● GOAL: Locate each line in the data below that contains the word "cloud" and copy every such line in full.

-------- RECORDS FOR THIS EXERCISE --------

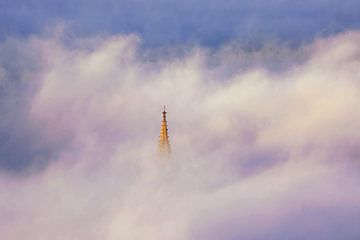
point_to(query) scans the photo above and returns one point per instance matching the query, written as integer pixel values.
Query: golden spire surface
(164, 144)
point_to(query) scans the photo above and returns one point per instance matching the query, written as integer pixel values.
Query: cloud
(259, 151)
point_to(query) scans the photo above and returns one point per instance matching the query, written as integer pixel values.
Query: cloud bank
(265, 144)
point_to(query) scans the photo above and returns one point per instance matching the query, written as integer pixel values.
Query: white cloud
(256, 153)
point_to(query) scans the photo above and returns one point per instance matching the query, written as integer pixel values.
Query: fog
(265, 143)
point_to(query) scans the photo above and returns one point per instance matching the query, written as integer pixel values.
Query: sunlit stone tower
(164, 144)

--------
-------- RECORDS FOR THIS EXERCISE --------

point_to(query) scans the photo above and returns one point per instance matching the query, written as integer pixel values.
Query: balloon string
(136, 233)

--------
-------- RECORDS FOR THIS EXERCISE --------

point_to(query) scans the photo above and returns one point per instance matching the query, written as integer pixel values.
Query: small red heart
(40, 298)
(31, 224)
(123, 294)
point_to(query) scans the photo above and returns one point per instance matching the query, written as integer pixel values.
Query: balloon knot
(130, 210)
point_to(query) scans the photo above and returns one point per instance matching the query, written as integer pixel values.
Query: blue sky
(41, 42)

--------

● FINAL RESULT:
Query: cloud
Query: cloud bank
Query: white cloud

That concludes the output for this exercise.